TASK INSTRUCTIONS »
Restate the records below word for word.

##### GIVEN RECORDS #####

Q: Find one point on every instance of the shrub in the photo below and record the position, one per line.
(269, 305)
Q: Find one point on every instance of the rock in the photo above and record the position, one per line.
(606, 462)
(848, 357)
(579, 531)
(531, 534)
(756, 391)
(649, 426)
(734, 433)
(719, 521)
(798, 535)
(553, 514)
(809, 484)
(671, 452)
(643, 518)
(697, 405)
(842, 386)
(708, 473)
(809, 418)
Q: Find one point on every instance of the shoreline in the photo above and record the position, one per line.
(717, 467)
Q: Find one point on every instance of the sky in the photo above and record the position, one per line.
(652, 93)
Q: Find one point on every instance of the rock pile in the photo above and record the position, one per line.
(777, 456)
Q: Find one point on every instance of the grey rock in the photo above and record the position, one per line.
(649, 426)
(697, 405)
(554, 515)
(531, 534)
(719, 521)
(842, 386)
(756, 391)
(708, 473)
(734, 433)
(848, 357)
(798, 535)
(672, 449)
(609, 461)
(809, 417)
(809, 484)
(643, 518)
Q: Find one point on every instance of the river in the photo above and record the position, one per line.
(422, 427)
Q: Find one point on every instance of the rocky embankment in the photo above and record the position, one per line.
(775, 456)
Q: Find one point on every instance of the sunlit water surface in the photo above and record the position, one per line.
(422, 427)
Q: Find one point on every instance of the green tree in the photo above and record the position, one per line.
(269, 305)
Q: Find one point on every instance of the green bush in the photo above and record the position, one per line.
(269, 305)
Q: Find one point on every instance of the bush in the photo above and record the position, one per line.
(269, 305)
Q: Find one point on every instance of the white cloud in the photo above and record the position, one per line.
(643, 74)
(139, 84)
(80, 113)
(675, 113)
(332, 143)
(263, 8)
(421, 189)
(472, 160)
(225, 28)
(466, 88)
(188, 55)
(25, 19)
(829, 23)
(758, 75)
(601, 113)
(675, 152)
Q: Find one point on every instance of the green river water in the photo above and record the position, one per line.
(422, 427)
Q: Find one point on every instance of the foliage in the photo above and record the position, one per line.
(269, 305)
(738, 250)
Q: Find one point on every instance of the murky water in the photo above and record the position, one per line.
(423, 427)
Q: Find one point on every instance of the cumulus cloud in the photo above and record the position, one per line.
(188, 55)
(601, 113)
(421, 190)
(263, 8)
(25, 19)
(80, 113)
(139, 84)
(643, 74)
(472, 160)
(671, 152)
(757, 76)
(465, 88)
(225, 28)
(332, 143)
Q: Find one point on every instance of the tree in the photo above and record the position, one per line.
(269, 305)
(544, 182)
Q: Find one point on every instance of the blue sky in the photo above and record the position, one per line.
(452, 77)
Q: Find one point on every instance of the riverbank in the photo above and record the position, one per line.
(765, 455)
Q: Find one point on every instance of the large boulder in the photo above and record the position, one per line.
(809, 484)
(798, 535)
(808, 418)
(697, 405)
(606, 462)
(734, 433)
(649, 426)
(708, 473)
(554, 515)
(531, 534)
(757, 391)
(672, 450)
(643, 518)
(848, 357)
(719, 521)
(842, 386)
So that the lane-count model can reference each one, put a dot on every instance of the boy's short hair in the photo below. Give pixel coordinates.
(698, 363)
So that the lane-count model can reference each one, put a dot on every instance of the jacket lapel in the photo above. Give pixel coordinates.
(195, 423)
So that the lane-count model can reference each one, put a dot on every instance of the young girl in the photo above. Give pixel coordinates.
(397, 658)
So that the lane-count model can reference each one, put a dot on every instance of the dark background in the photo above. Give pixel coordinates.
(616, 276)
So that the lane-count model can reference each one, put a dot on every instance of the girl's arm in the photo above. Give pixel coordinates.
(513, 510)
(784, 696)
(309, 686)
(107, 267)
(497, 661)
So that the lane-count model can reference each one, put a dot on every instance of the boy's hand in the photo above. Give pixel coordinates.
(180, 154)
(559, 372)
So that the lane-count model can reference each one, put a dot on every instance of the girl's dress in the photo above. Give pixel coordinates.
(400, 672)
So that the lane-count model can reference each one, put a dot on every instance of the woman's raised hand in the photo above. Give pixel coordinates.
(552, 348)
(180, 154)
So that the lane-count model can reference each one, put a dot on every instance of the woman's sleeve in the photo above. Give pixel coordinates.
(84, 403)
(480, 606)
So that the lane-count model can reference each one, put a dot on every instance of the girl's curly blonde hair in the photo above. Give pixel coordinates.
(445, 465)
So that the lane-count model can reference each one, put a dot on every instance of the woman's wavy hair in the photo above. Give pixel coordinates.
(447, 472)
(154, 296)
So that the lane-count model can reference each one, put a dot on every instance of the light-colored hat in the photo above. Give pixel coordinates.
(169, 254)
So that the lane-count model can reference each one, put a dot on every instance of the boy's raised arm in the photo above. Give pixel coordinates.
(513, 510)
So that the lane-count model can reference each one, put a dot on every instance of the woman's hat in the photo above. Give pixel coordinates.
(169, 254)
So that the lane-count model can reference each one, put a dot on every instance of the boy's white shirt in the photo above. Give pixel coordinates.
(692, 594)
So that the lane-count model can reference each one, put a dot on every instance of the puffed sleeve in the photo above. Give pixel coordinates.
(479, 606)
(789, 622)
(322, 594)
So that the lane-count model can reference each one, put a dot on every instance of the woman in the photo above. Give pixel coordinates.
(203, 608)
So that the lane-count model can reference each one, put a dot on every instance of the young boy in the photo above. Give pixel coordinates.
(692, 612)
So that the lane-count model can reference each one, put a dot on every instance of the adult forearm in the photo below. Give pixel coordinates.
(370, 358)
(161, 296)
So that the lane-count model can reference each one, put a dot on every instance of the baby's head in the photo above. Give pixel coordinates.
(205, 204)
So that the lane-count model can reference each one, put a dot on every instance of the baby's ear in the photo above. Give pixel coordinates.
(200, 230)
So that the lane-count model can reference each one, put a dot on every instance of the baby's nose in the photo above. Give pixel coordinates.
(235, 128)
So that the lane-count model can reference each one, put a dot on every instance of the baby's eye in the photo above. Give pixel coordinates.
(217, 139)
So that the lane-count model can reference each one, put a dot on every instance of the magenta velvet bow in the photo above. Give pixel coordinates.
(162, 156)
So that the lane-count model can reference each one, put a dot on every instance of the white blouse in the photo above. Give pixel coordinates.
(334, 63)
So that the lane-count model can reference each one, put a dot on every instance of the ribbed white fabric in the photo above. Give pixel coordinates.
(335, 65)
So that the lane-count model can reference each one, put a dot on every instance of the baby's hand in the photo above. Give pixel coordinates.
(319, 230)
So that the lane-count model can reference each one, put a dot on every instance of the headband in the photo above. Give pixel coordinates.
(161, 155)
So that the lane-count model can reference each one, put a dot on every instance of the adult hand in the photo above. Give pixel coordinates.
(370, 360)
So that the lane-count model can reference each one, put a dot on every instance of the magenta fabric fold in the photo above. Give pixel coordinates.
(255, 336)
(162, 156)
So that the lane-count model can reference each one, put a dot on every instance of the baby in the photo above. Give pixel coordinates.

#####

RESULT »
Q: Find one point on every instance of the shrub in the photo below and record the position, one per line.
(269, 305)
Q: Find one point on every instance of the rock in the photo above and record the position, one per line.
(606, 462)
(848, 357)
(579, 531)
(531, 534)
(756, 391)
(649, 426)
(734, 433)
(719, 521)
(798, 535)
(553, 514)
(809, 484)
(671, 452)
(643, 518)
(697, 405)
(842, 386)
(708, 473)
(809, 418)
Q: Find one point on every instance of the shoreline in the photo above and record the position, one per line.
(717, 467)
Q: Find one point on every instance of the sky in the photo above and record the position, one per line.
(652, 93)
Q: Find one point on every instance of the rock pile in the photo above and record the position, one per line.
(777, 456)
Q: Find one point on every instance of the grey rock in the photo above and record the position, one per line.
(649, 426)
(697, 405)
(554, 515)
(531, 534)
(719, 521)
(842, 386)
(756, 391)
(708, 473)
(734, 433)
(848, 357)
(798, 535)
(672, 449)
(609, 461)
(809, 417)
(809, 484)
(643, 518)
Q: Find one point on every instance of the river in the photo above and record the position, one per line.
(422, 427)
Q: Find one point on every instance of the rocky embankment in the photo above and record the position, one per line.
(775, 456)
Q: Find one point on every instance of the sunlit water surface in the photo above and record the position, one per line.
(422, 427)
Q: Find one point on every instance of the green tree in the photo above and record the position, one per line.
(269, 305)
Q: Find one point on every instance of the green bush in the photo above and record the position, one per line.
(269, 305)
Q: Find one point on every instance of the bush in the photo above and record the position, one per line.
(269, 305)
Q: Find one point on every instance of the white cloud in the photo above and record the position, one per line.
(643, 74)
(139, 84)
(80, 113)
(675, 113)
(332, 143)
(263, 8)
(421, 189)
(472, 160)
(225, 28)
(466, 88)
(188, 55)
(25, 19)
(829, 23)
(758, 75)
(601, 113)
(675, 152)
Q: Find one point on every instance of the green river water in the photo above and record the position, one per line.
(422, 427)
Q: Find one point on every instance of the foliage in the photo above and record the position, one per line.
(269, 305)
(738, 250)
Q: Find one point on every instance of the murky water in the photo above and record the position, one per line.
(423, 427)
Q: Find one point on every instance of the cumulus cloud in the photo above and record the position, one per line.
(188, 55)
(601, 113)
(421, 190)
(263, 8)
(25, 19)
(80, 113)
(139, 84)
(643, 74)
(472, 160)
(671, 152)
(757, 76)
(465, 88)
(225, 28)
(332, 143)
Q: Find one point on every instance of the tree in the photo above and record the position, one per line.
(269, 305)
(544, 182)
Q: Find one point on every instance of the blue sky in the photo above and record the position, one per line.
(452, 77)
Q: Find one point on every instance of the riverbank in the photo above and record the position, one per line.
(765, 455)
Q: Find one point on every instance of the large boulder in the photo above and record the position, one per line.
(809, 484)
(798, 535)
(808, 418)
(697, 405)
(606, 462)
(734, 433)
(649, 426)
(708, 473)
(554, 515)
(531, 534)
(757, 391)
(672, 450)
(643, 518)
(848, 357)
(719, 521)
(842, 386)
So that the lane-count model can reference each one, put a dot on every instance of the boy's short hair in the photo below. Give pixel coordinates.
(698, 363)
So that the lane-count model can reference each one, put a dot on every instance of the jacket lapel in the photo above. Give pixel coordinates.
(195, 423)
So that the lane-count model can reference each one, put a dot on every instance of the young girl in the photo above. Give pixel coordinates.
(397, 658)
So that the lane-count model can reference each one, put a dot on every instance of the dark background in the photo above. Give pixel coordinates.
(616, 276)
So that the lane-count model can reference each one, put a dot on every instance of the girl's arm in the photo above. Give pixel coordinates.
(513, 510)
(784, 696)
(309, 686)
(107, 267)
(497, 661)
So that the lane-count model can reference each one, put a dot on every instance of the boy's hand in the photo above. Give pixel coordinates.
(180, 154)
(559, 372)
So that the lane-count model can reference each one, put a dot on every instance of the girl's dress in the photo above. Give pixel coordinates.
(400, 672)
So that the lane-count model can reference each one, put a dot on every instance of the woman's raised hand in the photo above. Give pixel coordinates.
(552, 348)
(180, 154)
So that the lane-count model can reference each one, put a dot on every instance of the woman's sleeve in the photo above. Give pixel coordinates.
(84, 403)
(480, 606)
So that the lane-count model can reference each one, put a dot on every instance of the girl's curly blonde hair in the photo above. Give pixel coordinates.
(445, 465)
So that the lane-count model can reference each one, put a dot on every instance of the woman's wavy hair in the photo above. Give pixel coordinates.
(447, 472)
(154, 296)
So that the lane-count model can reference each one, put a dot on every instance of the light-colored hat in the photo above. Give pixel coordinates.
(169, 254)
So that the lane-count model can reference each one, put a dot on every instance of the boy's raised arm in the photo above. Give pixel coordinates.
(513, 510)
So that the lane-count model can reference each one, put a dot on every instance of the woman's hat in the photo above. Give pixel coordinates.
(169, 254)
So that the lane-count model can reference each one, put a dot on every instance of the boy's white shirt in the photo above. Give pixel coordinates.
(692, 594)
So that the lane-count model can reference each one, put a dot on every instance of the puffed sleeve in the photo above. Give pixel coordinates.
(479, 606)
(789, 622)
(322, 594)
So that the lane-count model can reference each one, put a dot on every instance of the woman in the photo above. Give pixel coordinates.
(203, 608)
So that the lane-count model can reference each one, put a dot on every instance of the young boy in the photo above. Give pixel coordinates.
(692, 612)
So that the lane-count model can reference each one, put a dot on every instance of the adult forearm in the photo below. Give pixel coordinates.
(370, 358)
(161, 296)
So that the lane-count model can reference each one, put a dot on every instance of the baby's head in the photo above. Give pixel coordinates.
(205, 204)
So that the lane-count model can reference each one, put a dot on every instance of the baby's ear in the photo above. Give pixel coordinates.
(200, 230)
So that the lane-count model can reference each one, put a dot on every instance of the baby's nose in the photo above. Give pixel coordinates.
(235, 128)
So that the lane-count model can reference each one, put a dot on every instance of the baby's eye in the photo above. Give pixel coordinates.
(217, 139)
So that the lane-count model can reference each one, put a dot on every instance of the magenta velvet bow in the photo above. Give pixel coordinates.
(162, 156)
So that the lane-count model can reference each one, put a dot on every instance of the white blouse in the photo above. Give pixel coordinates.
(334, 63)
So that the lane-count model can reference each one, put a dot on every instance of the ribbed white fabric in the photo above. Give pixel coordinates.
(335, 65)
So that the lane-count model can reference each one, put a dot on every instance of the baby's hand in the photo above. Give pixel coordinates.
(319, 230)
So that the lane-count model can reference each one, put a dot on every instance of the headband in the photo above. Give pixel coordinates.
(161, 155)
So that the lane-count model can reference each one, put a dot on every instance of the adult hand in the photo above. Give pixel coordinates.
(370, 360)
So that the lane-count model can reference each one, put a dot on every instance of the magenta fabric fold in the photo above. Give pixel coordinates.
(255, 336)
(162, 156)
So that the lane-count model can reference each one, put a dot on every instance of the baby in the photo above. Give pixel coordinates.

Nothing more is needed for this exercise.